__WORK REQUIRED__:
Reproduce each of the following records word for word, keeping every line in its original order.

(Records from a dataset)
··········

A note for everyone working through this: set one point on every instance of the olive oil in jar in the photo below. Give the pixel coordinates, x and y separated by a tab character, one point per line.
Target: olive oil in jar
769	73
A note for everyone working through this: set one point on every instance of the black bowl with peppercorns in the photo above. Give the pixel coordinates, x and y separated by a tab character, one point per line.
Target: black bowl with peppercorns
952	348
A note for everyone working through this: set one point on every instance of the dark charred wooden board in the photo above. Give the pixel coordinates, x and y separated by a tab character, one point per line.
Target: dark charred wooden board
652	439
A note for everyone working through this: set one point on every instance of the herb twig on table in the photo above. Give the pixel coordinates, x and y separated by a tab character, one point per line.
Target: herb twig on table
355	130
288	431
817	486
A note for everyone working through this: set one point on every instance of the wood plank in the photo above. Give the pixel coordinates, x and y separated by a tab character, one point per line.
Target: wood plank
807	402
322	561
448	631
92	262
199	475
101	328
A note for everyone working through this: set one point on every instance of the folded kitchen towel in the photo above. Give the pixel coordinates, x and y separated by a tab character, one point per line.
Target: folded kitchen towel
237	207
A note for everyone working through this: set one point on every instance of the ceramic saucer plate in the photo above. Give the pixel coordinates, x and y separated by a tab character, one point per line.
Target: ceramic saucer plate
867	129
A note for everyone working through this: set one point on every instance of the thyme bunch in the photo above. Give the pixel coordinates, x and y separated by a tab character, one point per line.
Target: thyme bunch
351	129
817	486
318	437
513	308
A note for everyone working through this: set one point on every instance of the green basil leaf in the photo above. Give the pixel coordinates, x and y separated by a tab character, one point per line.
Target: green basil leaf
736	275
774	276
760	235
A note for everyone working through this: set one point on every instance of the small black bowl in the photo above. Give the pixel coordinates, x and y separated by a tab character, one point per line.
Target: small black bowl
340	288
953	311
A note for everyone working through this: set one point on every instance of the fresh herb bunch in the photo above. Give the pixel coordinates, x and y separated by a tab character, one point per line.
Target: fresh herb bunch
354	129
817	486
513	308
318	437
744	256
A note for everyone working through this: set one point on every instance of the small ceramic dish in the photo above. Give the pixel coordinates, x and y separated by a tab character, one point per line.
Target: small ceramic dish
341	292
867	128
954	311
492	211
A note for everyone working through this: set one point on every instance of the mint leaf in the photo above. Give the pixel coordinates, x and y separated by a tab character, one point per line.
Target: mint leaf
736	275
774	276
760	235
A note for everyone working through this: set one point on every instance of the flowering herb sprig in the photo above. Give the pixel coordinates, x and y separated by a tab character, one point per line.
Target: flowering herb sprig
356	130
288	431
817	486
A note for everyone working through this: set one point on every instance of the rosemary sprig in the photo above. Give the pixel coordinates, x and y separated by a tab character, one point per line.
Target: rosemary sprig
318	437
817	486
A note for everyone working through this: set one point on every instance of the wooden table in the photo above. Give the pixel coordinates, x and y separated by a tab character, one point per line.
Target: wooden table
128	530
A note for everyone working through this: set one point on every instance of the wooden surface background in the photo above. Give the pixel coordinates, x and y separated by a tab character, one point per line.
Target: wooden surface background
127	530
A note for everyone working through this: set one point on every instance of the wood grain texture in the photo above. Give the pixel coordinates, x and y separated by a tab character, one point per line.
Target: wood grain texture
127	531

··········

__TASK SOLUTION__:
A note for everyone working through this: set one point on every instance of the olive oil in jar in the photo below. Give the pixel coordinates, x and y separated by a tab character, one point per line.
Target: olive oil in jar
769	73
A note for everyone working through this: set one point on every instance of the black bowl with peppercorns in the photo above. Give the pixel coordinates, x and y separated by a tab character, one point per line.
Target: black bowl with peppercorns
952	348
A note for everyone working through this: set one point on every instance of the dark charred wooden board in the photo above. Give the pixel coordinates, x and y separated by a tab character, one point per line.
Target: dark charred wooden board
652	439
A note for everyone working through this: set one point on every instance of the herb twig on table in the photo above. Give the pixel coordinates, x and y separated by a tab character, one point per line.
Target: herb twig on table
355	130
288	431
817	486
A note for everyone working through this: set one point on every instance of the wood plank in the photo above. Give the pixel coordinates, x and y separated by a tab character, one point per line.
Target: wood plank
807	402
322	561
448	631
92	262
199	475
101	328
A note for everyone working through this: set one point on every instance of the folded kitchen towel in the photo above. Give the pixel coordinates, x and y separated by a tab character, one point per line.
Target: folded kitchen towel
237	207
A note for everyone working through this: set one point on every instance of the ceramic saucer plate in the photo above. Give the pixel coordinates, x and y separated by a tab character, one point per line.
Target: ceramic saucer plate
867	129
A note for everyone working through this: set one point on every instance of the thyme bunch in the photo above. Give the pixel coordinates, x and y separated by a tab character, one point per line.
Target: thyme bunch
351	129
817	486
318	437
513	308
A note for everyone working through this: set one point on every instance of the green basil leaf in the photo above. Give the pixel coordinates, x and y separated by a tab character, one point per line.
Target: green basil leaf
736	275
774	276
760	235
A note for everyone working through this: set one point on every instance of the small black bowl in the photo above. Give the pixel coordinates, x and y separated by a tab character, one point per line.
Target: small black bowl
340	288
953	311
A note for everyone working through this: set one point on every instance of the fresh herb bunch in the photo above. Give the pixel coordinates, x and y separated by a tab character, one point per line.
Target: fresh herb bunch
354	129
817	486
513	308
318	437
744	256
A note for everyone working through this: set one point on every instance of the small ceramic dish in the photo above. Give the pixel coordinates, x and y separated by a tab character, one point per line.
Target: small ceramic dish
341	292
867	128
954	311
492	211
A note for everyone working through this: set one point on every instance of the mint leaf in the photo above. Give the pixel coordinates, x and y separated by a tab character, one point per line.
Target: mint leaf
736	275
774	276
760	235
A note for everyone working through this: set one point on every instance of the flowering herb sprig in the photo above. Give the pixel coordinates, x and y separated by a tab character, one point per line.
Target: flowering herb sprig
356	130
288	431
817	486
A note for everyone working through this: set one point on every instance of the rosemary sprig in the photo above. Give the pixel coordinates, x and y separated by a tab character, one point per line.
Target: rosemary sprig
318	437
817	486
A note for everyone working through this: set one point on every instance of the wooden table in the photo above. Give the pixel coordinates, x and y separated by a tab character, one point per line.
Target: wooden table
128	530
A note for everyone working through this: set one point on every instance of the wooden surface background in the photo above. Give the pixel coordinates, x and y separated by a tab character, one point per line.
Target: wooden surface background
127	530
A note for everyone working through this: set one point on every instance of the wood grain texture in the photo above. Give the pixel coordinates, x and y separated by a tab character, one point per line.
Target: wood grain texture
127	531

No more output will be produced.